TASK 1> Please copy the article on withheld WHO funds word for word, starting with "Trump administration officials" and going on through "work, they said.".
TASK 2> According to the article on withheld WHO funds, how much were the annual US dues to the WHO?
TASK 3> Write the next part of the article on withheld WHO funds, picking up after its last sentence.

EXCERPTED PASSAGE Start Marker

White House steers withheld WHO funds to other organizations
The White House budget office has told federal agencies to redirect World Health Organization funds to groups that do similar work, indicating a 60-day suspension of WHO funding ordered by President Trump will be permanent.
The funds will flow instead to outfits such as the Red Cross and Samaritan’s Purse after Trump said Tuesday the WHO needed reform after failing to vet coronavirus data from China, contributing to a pandemic that infected more than 650,000 US residents.
The US provided roughly 10 percent of the WHO’s $4.8 billion annual budget. Most US contributions were “voluntary.” Annual US dues were just $58 million, with the next installment not expected until September.
Trump administration officials have ceased “voluntary” contributions from agencies including USAID, the Environmental Protection Agency and the Department of Health and Human Services — totaling about $300 million-$400 million a year.
An administration official told The Post that efforts were underway to redirect “every single pot of money” from the WHO to other organizations. Large international relief organizations already are in many cases doing similar work, they said.

EXCERPTED PASSAGE End Marker
SOURCE INFORMATION Start Marker

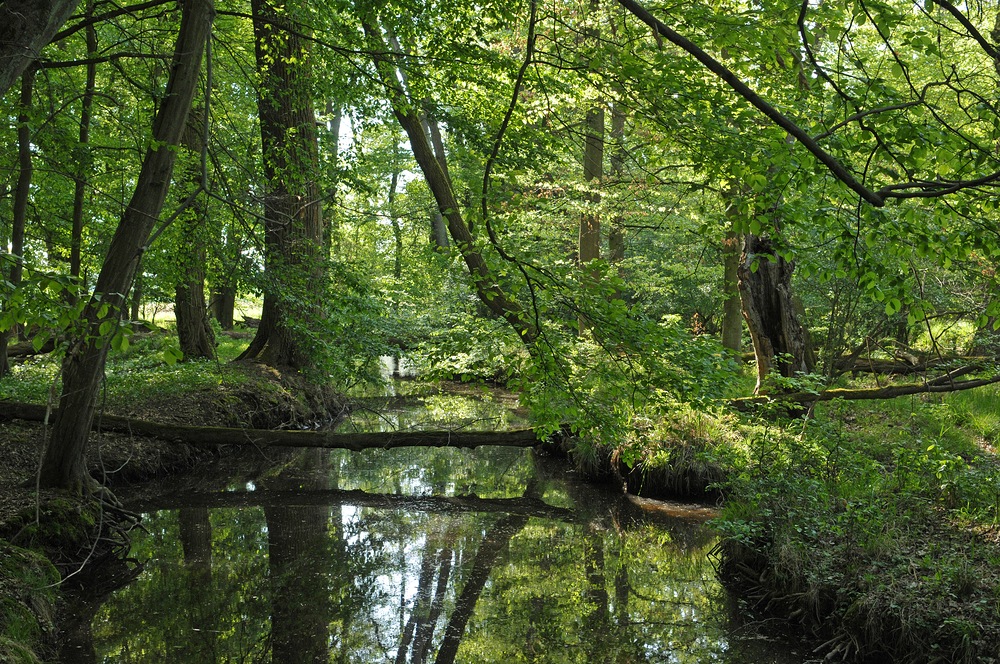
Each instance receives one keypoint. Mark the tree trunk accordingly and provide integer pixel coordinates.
(26, 26)
(64, 463)
(779, 339)
(487, 287)
(21, 195)
(589, 240)
(192, 435)
(616, 235)
(293, 231)
(193, 331)
(135, 305)
(223, 305)
(80, 185)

SOURCE INFORMATION End Marker

ANSWER SPACE 1>
Trump administration officials have ceased “voluntary” contributions from agencies including USAID, the Environmental Protection Agency and the Department of Health and Human Services — totaling about $300 million-$400 million a year.
An administration official told The Post that efforts were underway to redirect “every single pot of money” from the WHO to other organizations. Large international relief organizations already are in many cases doing similar work, they said.

ANSWER SPACE 2> $58 million

ANSWER SPACE 3>
The administration official said that the White House Office of Management and Budget would send any necessary notifications to Congress when there are decisions to redirect funds, though in some cases that may be unnecessary.
Aside from Trump’s charge that WHO is “China-centric” and in need of “meaningful reforms,” Trump administration officials grumble about WHO’s indulgent travel budget and liberal policy priorities, pointing to WHO work on climate change and abortion.
The annual WHO travel budget is about $200 million, dwarfing many of its health programs. In 2016, the WHO spent $71 million on AIDS and hepatitis, $61 million on malaria and $59 million on tuberculosis, the Associated Press reported.
House Speaker Nancy Pelosi (D-Calif.) on Wednesday vowed to challenge what she called Trump’s “illegal” suspension of WHO funds but did not specify how. The White House argues there’s no legal obligation to fund the WHO.
Although Trump initially said the funds would be “suspended,” a senior administration official likened the WHO to a shoddy construction company.
“If you pay a contractor to build you a house and the roof falls in, you don’t keep paying them, you find a new contractor,” the official told the Daily Caller. “WHO clearly failed to do its job, and continues to make serious mistakes that puts our nation’s safety and security at risk, including allowing the reopening of wet markets. It shouldn’t be controversial for the U.S. to want to partner with international organizations that will actually protect international health.”
Tensions over WHO funding were brewing for weeks.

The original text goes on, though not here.